= Exercise requirements =
Reproduce each of the entries that follow, exactly.

Stored items:
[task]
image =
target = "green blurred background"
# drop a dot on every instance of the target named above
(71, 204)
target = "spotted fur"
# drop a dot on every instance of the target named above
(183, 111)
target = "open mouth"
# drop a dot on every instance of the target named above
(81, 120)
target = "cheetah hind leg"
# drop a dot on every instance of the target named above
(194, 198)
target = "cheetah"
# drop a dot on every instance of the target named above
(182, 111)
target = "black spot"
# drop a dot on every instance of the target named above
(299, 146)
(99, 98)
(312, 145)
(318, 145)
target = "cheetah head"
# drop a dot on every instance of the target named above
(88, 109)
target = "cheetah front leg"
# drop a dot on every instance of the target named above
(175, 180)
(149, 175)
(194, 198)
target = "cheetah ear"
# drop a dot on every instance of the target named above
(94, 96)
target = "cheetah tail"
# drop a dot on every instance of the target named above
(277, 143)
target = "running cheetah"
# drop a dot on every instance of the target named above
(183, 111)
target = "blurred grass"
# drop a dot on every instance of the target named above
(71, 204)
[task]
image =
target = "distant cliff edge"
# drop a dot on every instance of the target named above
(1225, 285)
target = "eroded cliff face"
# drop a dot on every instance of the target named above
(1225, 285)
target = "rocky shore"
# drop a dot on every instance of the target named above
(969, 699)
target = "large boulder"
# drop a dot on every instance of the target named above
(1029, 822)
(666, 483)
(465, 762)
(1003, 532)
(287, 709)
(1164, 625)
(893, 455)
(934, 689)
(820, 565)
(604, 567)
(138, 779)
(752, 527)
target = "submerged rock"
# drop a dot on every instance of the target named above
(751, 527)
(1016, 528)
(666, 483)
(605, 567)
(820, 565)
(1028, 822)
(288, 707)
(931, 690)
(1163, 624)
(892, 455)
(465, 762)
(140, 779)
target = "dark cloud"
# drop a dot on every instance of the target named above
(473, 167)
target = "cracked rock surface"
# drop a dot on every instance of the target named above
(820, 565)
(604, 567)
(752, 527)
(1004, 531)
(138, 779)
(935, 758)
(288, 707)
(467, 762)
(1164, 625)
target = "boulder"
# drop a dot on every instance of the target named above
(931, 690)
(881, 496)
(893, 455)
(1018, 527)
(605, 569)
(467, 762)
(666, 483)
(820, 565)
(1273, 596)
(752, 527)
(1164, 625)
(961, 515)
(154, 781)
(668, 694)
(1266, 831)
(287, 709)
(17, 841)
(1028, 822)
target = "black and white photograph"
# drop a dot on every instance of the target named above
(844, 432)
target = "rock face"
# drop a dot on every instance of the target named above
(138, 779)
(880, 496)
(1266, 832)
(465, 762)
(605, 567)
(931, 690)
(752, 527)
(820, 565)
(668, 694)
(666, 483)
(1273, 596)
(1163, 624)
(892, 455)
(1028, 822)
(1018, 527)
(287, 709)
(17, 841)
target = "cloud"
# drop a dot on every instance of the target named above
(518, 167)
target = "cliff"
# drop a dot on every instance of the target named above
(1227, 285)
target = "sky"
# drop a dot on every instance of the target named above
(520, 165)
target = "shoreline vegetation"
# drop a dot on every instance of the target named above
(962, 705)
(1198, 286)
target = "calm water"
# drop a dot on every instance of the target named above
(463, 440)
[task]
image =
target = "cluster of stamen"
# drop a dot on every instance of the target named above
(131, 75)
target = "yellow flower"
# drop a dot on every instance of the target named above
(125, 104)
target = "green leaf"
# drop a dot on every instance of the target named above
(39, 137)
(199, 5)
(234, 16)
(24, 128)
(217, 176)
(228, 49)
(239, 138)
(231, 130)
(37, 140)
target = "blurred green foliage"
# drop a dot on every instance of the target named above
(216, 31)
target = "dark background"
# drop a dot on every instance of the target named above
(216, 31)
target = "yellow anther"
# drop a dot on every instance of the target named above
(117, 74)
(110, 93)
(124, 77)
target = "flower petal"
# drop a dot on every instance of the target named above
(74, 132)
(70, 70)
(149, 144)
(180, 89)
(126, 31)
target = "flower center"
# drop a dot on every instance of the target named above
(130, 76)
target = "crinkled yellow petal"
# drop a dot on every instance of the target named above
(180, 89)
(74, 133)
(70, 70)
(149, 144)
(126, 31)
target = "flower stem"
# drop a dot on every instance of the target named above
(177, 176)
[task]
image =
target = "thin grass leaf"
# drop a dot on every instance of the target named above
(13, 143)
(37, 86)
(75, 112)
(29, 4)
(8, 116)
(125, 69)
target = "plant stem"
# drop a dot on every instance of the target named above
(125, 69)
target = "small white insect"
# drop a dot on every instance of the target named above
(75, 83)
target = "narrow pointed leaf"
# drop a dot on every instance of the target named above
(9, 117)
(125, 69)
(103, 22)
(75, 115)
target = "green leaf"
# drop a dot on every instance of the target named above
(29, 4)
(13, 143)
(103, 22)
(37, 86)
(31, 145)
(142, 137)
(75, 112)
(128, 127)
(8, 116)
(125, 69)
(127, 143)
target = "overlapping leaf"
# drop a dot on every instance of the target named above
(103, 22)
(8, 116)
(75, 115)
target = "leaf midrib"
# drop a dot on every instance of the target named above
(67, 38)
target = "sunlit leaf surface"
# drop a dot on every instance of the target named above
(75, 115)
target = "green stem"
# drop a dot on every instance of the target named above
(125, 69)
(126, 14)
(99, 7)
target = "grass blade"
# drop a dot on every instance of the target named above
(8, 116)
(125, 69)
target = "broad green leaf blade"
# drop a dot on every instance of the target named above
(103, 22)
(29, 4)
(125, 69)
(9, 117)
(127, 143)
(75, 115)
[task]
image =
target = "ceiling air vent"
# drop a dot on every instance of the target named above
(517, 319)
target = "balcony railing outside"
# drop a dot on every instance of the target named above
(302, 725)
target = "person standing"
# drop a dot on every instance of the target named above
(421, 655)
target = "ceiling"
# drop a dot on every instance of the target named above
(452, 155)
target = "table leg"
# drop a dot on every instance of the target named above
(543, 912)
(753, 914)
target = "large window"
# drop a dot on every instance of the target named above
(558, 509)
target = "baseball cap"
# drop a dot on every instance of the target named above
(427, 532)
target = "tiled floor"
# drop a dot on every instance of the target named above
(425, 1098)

= Your response =
[task]
image =
target = "green blurred background"
# drop a dot on every instance of the target named above
(71, 204)
target = "spotted fur"
# drop a dot on every instance of the target named above
(183, 111)
target = "open mouth"
# drop a dot on every instance of the target named above
(81, 120)
target = "cheetah hind leg"
# drop a dot on every instance of the target named above
(194, 198)
target = "cheetah"
# drop a dot on every instance of the target named above
(182, 111)
target = "black spot"
# drop a dot on every instance of the target named above
(299, 146)
(99, 98)
(312, 145)
(318, 145)
target = "cheetah head"
# drop a dot on every instance of the target named above
(88, 109)
target = "cheetah front leg"
# drop a dot on every instance of the target named above
(175, 180)
(149, 175)
(194, 198)
target = "cheetah ear"
# drop a dot on every instance of the target named above
(94, 96)
target = "cheetah tail"
# drop a dot on every instance of the target named above
(277, 143)
target = "running cheetah"
# drop a dot on every instance of the target named above
(183, 111)
target = "blurred grass"
# drop a dot on every instance of the target named above
(71, 204)
[task]
image =
target = "distant cliff edge"
# drop a dot on every instance of the target named above
(1225, 285)
target = "eroded cliff face"
# drop a dot on every instance of the target named above
(1225, 285)
target = "rocky shore"
# drop a dot on every instance of the target named above
(969, 699)
target = "large boulder"
# drop a dot on every instance of the target named above
(1029, 822)
(666, 483)
(465, 762)
(1003, 532)
(287, 709)
(1164, 625)
(893, 455)
(934, 689)
(820, 565)
(604, 567)
(138, 779)
(752, 527)
target = "submerged rock"
# drop a dot on every instance of the target named above
(751, 527)
(1016, 528)
(666, 483)
(605, 567)
(820, 565)
(1028, 822)
(288, 707)
(931, 690)
(1163, 624)
(892, 455)
(465, 762)
(140, 779)
target = "dark cloud"
# drop a dot on every instance of the target named above
(473, 167)
target = "cracked rock surface"
# drop a dot on every instance of the target named above
(820, 565)
(604, 567)
(752, 527)
(1004, 531)
(138, 779)
(935, 758)
(288, 707)
(467, 762)
(1164, 625)
target = "boulder"
# drop a dot on every instance of the target named above
(931, 690)
(881, 496)
(893, 455)
(1018, 527)
(605, 569)
(467, 762)
(666, 483)
(820, 565)
(1273, 596)
(752, 527)
(1164, 625)
(961, 515)
(154, 781)
(668, 694)
(1266, 831)
(287, 709)
(17, 841)
(1028, 822)
target = "black and white photograph"
# drop a dot on every instance of the target named above
(844, 432)
target = "rock face"
# drop a dot on every instance of the target named above
(138, 779)
(880, 496)
(1266, 832)
(465, 762)
(605, 567)
(931, 690)
(752, 527)
(820, 565)
(668, 694)
(666, 483)
(1273, 596)
(1163, 624)
(892, 455)
(1028, 822)
(1018, 527)
(287, 709)
(17, 841)
target = "cloud"
# drop a dot on every instance of the target named above
(518, 167)
target = "cliff"
# drop a dot on every instance of the target named above
(1227, 285)
target = "sky"
# drop a dot on every instance of the target named above
(520, 165)
target = "shoreline vegetation"
# drop a dot on every instance of the target named above
(962, 705)
(1198, 286)
target = "calm water"
# drop a dot on every instance of the target named above
(463, 440)
[task]
image =
target = "cluster of stamen"
# drop a dot on every instance of the target named above
(131, 75)
target = "yellow flower"
# drop a dot on every instance of the target named above
(125, 104)
target = "green leaf"
# drop a dot on every instance of the target named above
(39, 137)
(199, 5)
(234, 16)
(24, 128)
(217, 176)
(228, 49)
(239, 138)
(231, 130)
(37, 140)
target = "blurred green foliage"
# drop a dot on every instance of the target named above
(216, 31)
target = "dark background"
# drop a dot on every instance of the target named above
(216, 31)
target = "yellow anther"
# drop a dot on every instance of the target named above
(117, 74)
(110, 93)
(124, 77)
target = "flower petal"
# drop a dot on every instance of the target named above
(74, 132)
(70, 70)
(149, 144)
(180, 89)
(126, 31)
target = "flower center"
# drop a dot on every instance of the target named above
(130, 76)
target = "crinkled yellow petal"
# drop a dot on every instance of the target named above
(180, 89)
(74, 133)
(70, 70)
(149, 144)
(126, 31)
target = "flower stem"
# drop a dot on every instance of the target named above
(177, 176)
[task]
image =
target = "thin grass leaf"
# drop a dot on every instance of the target named above
(13, 143)
(37, 86)
(75, 112)
(29, 4)
(8, 116)
(125, 69)
target = "plant stem"
# drop a dot on every instance of the target named above
(125, 69)
target = "small white insect"
# drop a dot on every instance of the target named above
(75, 83)
target = "narrow pointed leaf"
# drop a dot on every instance of the target named above
(9, 117)
(125, 69)
(103, 22)
(75, 115)
target = "green leaf"
# drop a dot on every instance of the target named above
(29, 4)
(13, 143)
(103, 22)
(37, 86)
(31, 145)
(142, 137)
(75, 112)
(128, 127)
(8, 116)
(125, 69)
(127, 143)
target = "overlapping leaf"
# drop a dot on every instance of the target named above
(103, 22)
(8, 116)
(75, 115)
target = "leaf midrib"
# drop a dot on every instance of the target named above
(67, 38)
target = "sunlit leaf surface"
# drop a dot on every instance of the target named above
(75, 115)
target = "green stem"
# drop a dot on every instance of the target named above
(125, 69)
(126, 14)
(99, 7)
target = "grass blade"
# drop a dot on every instance of the target named above
(8, 116)
(125, 69)
target = "broad green leaf blade"
# drop a dot on every instance of the target named above
(103, 22)
(29, 4)
(125, 69)
(9, 117)
(127, 143)
(75, 115)
[task]
image =
target = "ceiling air vent"
# drop a dot on every instance of the target named above
(517, 319)
target = "balcony railing outside"
# drop a dot on every instance of the target named above
(302, 725)
target = "person standing"
# drop a dot on every instance of the target named above
(421, 655)
target = "ceiling"
# drop a dot on every instance of the target named above
(452, 155)
target = "table leg"
# drop a dot on every instance of the target named above
(543, 912)
(753, 914)
target = "large window"
# drop a dot on every instance of the target named above
(558, 509)
target = "baseball cap"
# drop a dot on every instance of the target named above
(427, 532)
target = "tiled floor"
# drop a dot on every instance of the target named above
(425, 1098)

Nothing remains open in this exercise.